**STATED EXERCISE:** Please condense the paragraph starting "One implication of the Act" in the text on the register of overseas entities below into a short bulleted list that keeps its main facts.

The Economic Crime (Transparency and Enforcement) Act 2022 (the “Act”) came into force on 1 August 2022. The Act is aimed at improving the UK’s financial transparency and anti-corruption measures concerning overseas structures owning land in England and Wales (here the “UK”) and was expedited following Russia’s invasion of Ukraine early this year.
One implication of the Act was the introduction into the UK real estate market of the concept of the register of overseas entities (the “ROE”). The ROE is maintained by Companies House and is publicly available. For those working in the corporate real estate industry, this has significant implications for overseas entities which hold, or are investing into, real estate in the UK, as the fundamental purpose behind the Act is to require owners of interests in UK land to be transparent about the identities in their ownership structure, with potentially severe repercussions if the Act is not complied with.
The purpose of this briefing is to highlight key practical implications for affected dispositions of land (including holdings of such land) in the UK.
- The Act applies to all legal entities (including partnerships) incorporated outside the UK which own, dispose of or acquire UK land, grant a registrable lease for a term of more than seven years or grant a charge over such land. Such entities will now need to register themselves on the ROE, as well as submit an annual update.
- The ROE is maintained by Companies House and allocates each registered overseas entity a unique ID number. Whilst the concept of the ROE is based on the people with significant control (PSC) register (which applies to UK entities needing to disclose those who exercise significant influence or control over them), the ROE has a higher threshold with a requirement that the information is verified by a UK regulated agent. Nominating the agent and gathering the relevant information could cause delays in the process.
- Existing owners of land (acquired since 1 January 1999 in England and Wales and from 2014 in Scotland) are required to be registered as an overseas entity no later than expiry of the transitional period on 31 January 2023, even where no disposition of that land is proposed.

**DATA LINES:**

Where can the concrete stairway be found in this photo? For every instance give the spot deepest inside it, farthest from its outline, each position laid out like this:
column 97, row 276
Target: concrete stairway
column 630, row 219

**WRITTEN REPLY:**
- The Act introduced the register of overseas entities (ROE) to the UK real estate market.
- Companies House maintains the ROE, and it is publicly available.
- Overseas entities that hold or are investing in UK real estate face significant implications.
- The Act's core purpose is to require owners of interests in UK land to be transparent about the identities in their ownership structure.
- Failure to comply could bring severe repercussions.